▸ SOURCE DOCUMENT:
Reputation: 47
I need to join two spark dataframes on a timestamp column. The problem is that they have different frequencies: the first dataframe (df1) has an observation every 10 minutes, while the second one (df2) is 25 hz (25 observations every sec, which is 15000 times more frequent than df1). Each dataframe has over 100 columns, and millions of rows. To make a smooth join, I am trying to resample df1 down to 25 hz, front fill the Null values caused by resampling, and then join the dataframes once they are at the same frequency. The dataframes are too big, which is why I'm trying to use spark instead of pandas.
So, here is the question: let's say, I have the following spark dataframe:
I want to resample it down to 25 hz (25 observations per sec), so that it would look like this:
How to do that efficiently in pyspark?
Note:
I tried to resample my df1 using the code from an earlier question (PySpark: how to resample frequencies) as below:
from pyspark.sql.functions import col, max as max_, min as min_
freq = x # x is the frequency in seconds
epoch = (col("timestamp").cast("bigint") / freq).cast("bigint") * freq
with_epoch = df1.withColumn("dummy", epoch)
min_epoch, max_epoch = with_epoch.select(min_("dummy"), max_("dummy")).first()
new_df = spark.range(min_epoch, max_epoch + 1, freq).toDF("dummy")
new_df.join(with_epoch, "dummy", "left").orderBy("dummy")
.withColumn("timestamp_resampled", col("dummy").cast("timestamp"))
It seems, the above code only works when the intended frequency is more than or equal to a sec. For example, when freq = 1, it produces the following table:
However, when I pass 25 hz as the frequency (i.e. freq = 1/25) the code fails, because the 'step' in the spark.range function can not be less than 1.
Is there a workaround to solve this issue? Or any other way to re-sample the frequency down to milliseconds?
Upvotes: 1
Views: 1459
Reputation: 2347
If your objective is to join 2 dataframes, I'd suggest to use an inner join directly:
df = df1.join(df2, df1.Timestamp == df2.Timestamp)
However, if you want to try to downsample the dataframe, you can convert timestamp to miliseconds an keep those rows that mod(timestamp, 25) == 0
. You can use this only if you are sure that data is sampled perfectly.
from pyspark.sql.functions import col
df1 = df1.filter( ((col("Timestamp") % 25) == 0 )
Other option is to number each row and keep 1 every 25. With this solution, you are going to reduce rows without considering the timestamp. Another problem of this solution is that you need to sort data (not efficient).
PD: Premature optimization is the root of all evil
Let's create a fake dataset full of timestamps using epoch standard with miliseconds.
>>> df = sqlContext.range(1559646513000, 1559646520000)\
.select( (F.col('id')/1000).cast('timestamp').alias('timestamp'))
>>> df
DataFrame[timestamp: timestamp]
>>> df.show(5,False)
+-----------------------+
|timestamp |
+-----------------------+
|2019-06-04 13:08:33 |
|2019-06-04 13:08:33.001|
|2019-06-04 13:08:33.002|
|2019-06-04 13:08:33.003|
|2019-06-04 13:08:33.004|
+-----------------------+
only showing top 5 rows
Now, convert back to integers:
>>> df.select( (df.timestamp.cast('double')*1000).cast('bigint').alias('epoch') )\
.show(5, False)
+-------------+
|epoch |
+-------------+
|1559646513000|
|1559646513001|
|1559646513002|
|1559646513003|
|1559646513004|
+-------------+
only showing top 5 rows
Upvotes: 1

▸ PROMPT: Return the stretch of the Spark resampling thread between "Reputation: 47" and "instead of pandas.", inclusive, copied word for word. Work only from the Spark resampling thread.

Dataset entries
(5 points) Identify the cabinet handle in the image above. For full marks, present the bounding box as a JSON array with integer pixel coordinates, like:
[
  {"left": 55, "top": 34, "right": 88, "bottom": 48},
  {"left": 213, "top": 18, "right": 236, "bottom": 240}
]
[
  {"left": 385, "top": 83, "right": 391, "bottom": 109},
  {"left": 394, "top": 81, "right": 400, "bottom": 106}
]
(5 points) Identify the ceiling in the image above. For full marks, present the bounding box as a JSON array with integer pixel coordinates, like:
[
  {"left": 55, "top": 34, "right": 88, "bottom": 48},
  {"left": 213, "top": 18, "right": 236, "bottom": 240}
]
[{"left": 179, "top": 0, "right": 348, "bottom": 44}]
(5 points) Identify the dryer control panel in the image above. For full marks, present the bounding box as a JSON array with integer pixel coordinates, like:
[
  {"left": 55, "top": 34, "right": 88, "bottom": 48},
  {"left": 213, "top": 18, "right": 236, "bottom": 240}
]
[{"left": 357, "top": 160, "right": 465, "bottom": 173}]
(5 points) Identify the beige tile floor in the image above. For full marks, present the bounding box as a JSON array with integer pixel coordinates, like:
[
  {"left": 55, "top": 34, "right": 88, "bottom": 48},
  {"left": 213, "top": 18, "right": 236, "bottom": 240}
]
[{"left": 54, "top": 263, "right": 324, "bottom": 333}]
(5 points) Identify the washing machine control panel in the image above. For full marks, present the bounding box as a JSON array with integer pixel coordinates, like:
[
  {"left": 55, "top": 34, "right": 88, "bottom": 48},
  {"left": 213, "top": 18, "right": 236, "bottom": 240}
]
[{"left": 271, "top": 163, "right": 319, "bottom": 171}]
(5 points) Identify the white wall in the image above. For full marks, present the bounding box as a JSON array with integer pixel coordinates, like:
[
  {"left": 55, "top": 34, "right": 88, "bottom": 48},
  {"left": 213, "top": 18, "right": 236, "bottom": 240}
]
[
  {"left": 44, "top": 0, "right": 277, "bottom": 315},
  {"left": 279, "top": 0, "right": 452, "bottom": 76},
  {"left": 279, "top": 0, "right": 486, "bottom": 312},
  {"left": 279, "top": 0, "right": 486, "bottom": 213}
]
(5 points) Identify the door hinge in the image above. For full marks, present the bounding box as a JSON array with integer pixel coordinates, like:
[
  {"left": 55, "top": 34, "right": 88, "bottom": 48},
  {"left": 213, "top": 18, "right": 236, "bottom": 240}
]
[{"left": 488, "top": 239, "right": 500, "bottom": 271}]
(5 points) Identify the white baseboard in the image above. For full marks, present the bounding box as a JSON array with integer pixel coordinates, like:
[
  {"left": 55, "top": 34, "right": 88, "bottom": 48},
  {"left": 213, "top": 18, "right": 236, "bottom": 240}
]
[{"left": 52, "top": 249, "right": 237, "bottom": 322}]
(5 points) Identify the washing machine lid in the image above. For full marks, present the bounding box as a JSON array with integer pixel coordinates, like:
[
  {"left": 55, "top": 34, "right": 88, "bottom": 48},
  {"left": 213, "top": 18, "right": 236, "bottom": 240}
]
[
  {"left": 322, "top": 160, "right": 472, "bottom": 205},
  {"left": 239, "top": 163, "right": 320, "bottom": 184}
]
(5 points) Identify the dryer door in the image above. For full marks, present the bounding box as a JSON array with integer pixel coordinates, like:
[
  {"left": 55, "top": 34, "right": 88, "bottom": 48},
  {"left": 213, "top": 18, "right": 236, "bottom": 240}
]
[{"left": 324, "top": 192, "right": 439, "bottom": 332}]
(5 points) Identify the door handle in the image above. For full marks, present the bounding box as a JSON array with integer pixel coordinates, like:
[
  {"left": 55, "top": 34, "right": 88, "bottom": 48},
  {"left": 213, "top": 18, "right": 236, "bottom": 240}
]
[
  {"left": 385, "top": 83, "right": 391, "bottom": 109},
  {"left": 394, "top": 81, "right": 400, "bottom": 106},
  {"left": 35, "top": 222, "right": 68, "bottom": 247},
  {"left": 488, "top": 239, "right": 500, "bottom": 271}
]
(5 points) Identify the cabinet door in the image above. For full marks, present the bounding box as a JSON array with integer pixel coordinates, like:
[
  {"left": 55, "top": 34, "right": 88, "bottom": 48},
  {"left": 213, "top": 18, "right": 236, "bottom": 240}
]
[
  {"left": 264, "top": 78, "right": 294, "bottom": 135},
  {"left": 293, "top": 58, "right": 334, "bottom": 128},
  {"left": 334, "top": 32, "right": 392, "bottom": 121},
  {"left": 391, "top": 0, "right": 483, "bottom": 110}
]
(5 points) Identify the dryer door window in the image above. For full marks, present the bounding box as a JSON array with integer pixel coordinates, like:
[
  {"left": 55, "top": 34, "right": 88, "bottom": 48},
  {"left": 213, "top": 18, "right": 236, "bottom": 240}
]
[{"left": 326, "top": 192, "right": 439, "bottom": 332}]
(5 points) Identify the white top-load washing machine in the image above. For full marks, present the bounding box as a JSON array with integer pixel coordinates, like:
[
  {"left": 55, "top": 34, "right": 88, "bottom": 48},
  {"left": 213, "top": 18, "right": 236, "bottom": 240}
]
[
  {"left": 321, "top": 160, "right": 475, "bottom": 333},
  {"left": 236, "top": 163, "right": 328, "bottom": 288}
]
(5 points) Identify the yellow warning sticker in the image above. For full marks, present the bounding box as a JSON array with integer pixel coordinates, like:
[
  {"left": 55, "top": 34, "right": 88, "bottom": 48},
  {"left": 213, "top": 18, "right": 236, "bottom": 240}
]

▸ TASK RESULT:
Reputation: 47
I need to join two spark dataframes on a timestamp column. The problem is that they have different frequencies: the first dataframe (df1) has an observation every 10 minutes, while the second one (df2) is 25 hz (25 observations every sec, which is 15000 times more frequent than df1). Each dataframe has over 100 columns, and millions of rows. To make a smooth join, I am trying to resample df1 down to 25 hz, front fill the Null values caused by resampling, and then join the dataframes once they are at the same frequency. The dataframes are too big, which is why I'm trying to use spark instead of pandas.